SOURCE TEXT:
▼▼▼

In the early 20th century, Paul Merab (real name, Petre Merabishvili) was the personal physician of Emperor Menelik II and opened the very first pharmacy in Addis. He was born in 1876 in Ude, South Georgia in a Roman Catholic community .
Educated at the Prestigious Sorbonne in France he went on to become a physician and pharmacist. He practiced in Constantinople where after treating a visiting Ethiopian delegation, he became interested in visiting Ethiopia – consequently he was hired to work as a physician for Emperor Menelik II and moved to Ethiopia where he lived in from 1908 to 1928 (excluding the years of the First World War when he volunteered in the French military). In 1910 he founded the first pharmacy in Addis Ababa which he called Pharmacies de la Georgie (after the country of his birth).
Dr. Merab was considered a man of literary merit and the author of “Medecines ET Medecine en Ethiopia” the first important account of traditional Ethiopian medicine and he also published informative research and memories about Ethiopia.
Dr. Merab was buried in Addis Ababa’s Gulele cemetery. Although Merab enjoyed something of a pharmaceutical monopoly, he nevertheless encountered some competition. Most European, and Indian, groceries at this time stocked popular medicines. These included iodide of potassium, Ricord’s pills, quinine, castor oil, Epsom salts, laudenum, phenic acid and antiseptic cotton. However, recognition for opening the first pharmacy in Ethiopia remains his acknowledged accomplishment in Ethiopia.

▲▲▲

DATASET SECTION:
▼▼▼

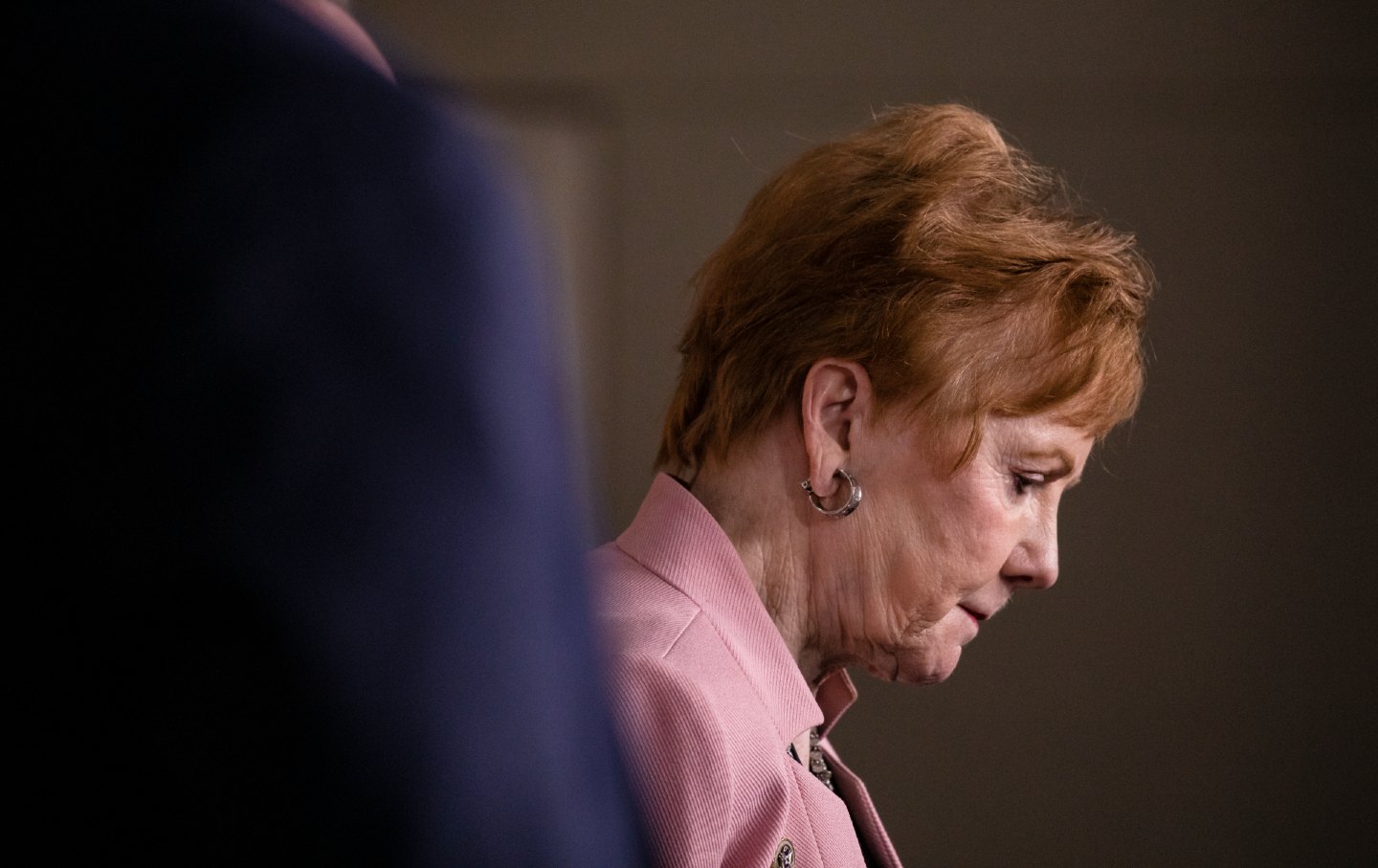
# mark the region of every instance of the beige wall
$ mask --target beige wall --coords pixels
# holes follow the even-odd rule
[[[1367,12],[353,6],[404,72],[500,118],[550,207],[599,535],[649,479],[689,276],[808,142],[959,99],[1135,230],[1163,284],[1151,387],[1065,507],[1062,581],[948,685],[863,683],[838,740],[909,864],[1371,854]]]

▲▲▲

WHAT TO WORK ON:
a) In the text about Paul Merab, shorten the paragraph that begins "Educated at the Prestigious Sorbonne" into a list that keeps its main facts.
b) Using the text about Paul Merab, decide whether each statement agrees with it. Answer yes or no for each one and quote the words that decide it.
(i) Merab was born in 1876 in Ude.
(ii) Merab had no competition as a seller of medicines.
(iii) Merab was buried in Constantinople.
c) Repeat the text about Paul Merab word for word, from "Educated at the" to "memories about Ethiopia.".

RESULTS BY TASK:
a)
- Studied at the Sorbonne in France and became a physician and pharmacist.
- Practiced in Constantinople, where treating a visiting Ethiopian delegation made him interested in visiting Ethiopia.
- Was hired as physician to Emperor Menelik II.
- Lived in Ethiopia from 1908 to 1928, apart from the First World War years, when he volunteered in the French military.
- In 1910 founded the first pharmacy in Addis Ababa and named it Pharmacies de la Georgie, after the country of his birth.

b)
(i) Yes: "He was born in 1876 in Ude, South Georgia"
(ii) No: "he nevertheless encountered some competition"
(iii) No: "Dr. Merab was buried in Addis Ababa’s Gulele cemetery."

c)
Educated at the Prestigious Sorbonne in France he went on to become a physician and pharmacist. He practiced in Constantinople where after treating a visiting Ethiopian delegation, he became interested in visiting Ethiopia – consequently he was hired to work as a physician for Emperor Menelik II and moved to Ethiopia where he lived in from 1908 to 1928 (excluding the years of the First World War when he volunteered in the French military). In 1910 he founded the first pharmacy in Addis Ababa which he called Pharmacies de la Georgie (after the country of his birth).
Dr. Merab was considered a man of literary merit and the author of “Medecines ET Medecine en Ethiopia” the first important account of traditional Ethiopian medicine and he also published informative research and memories about Ethiopia.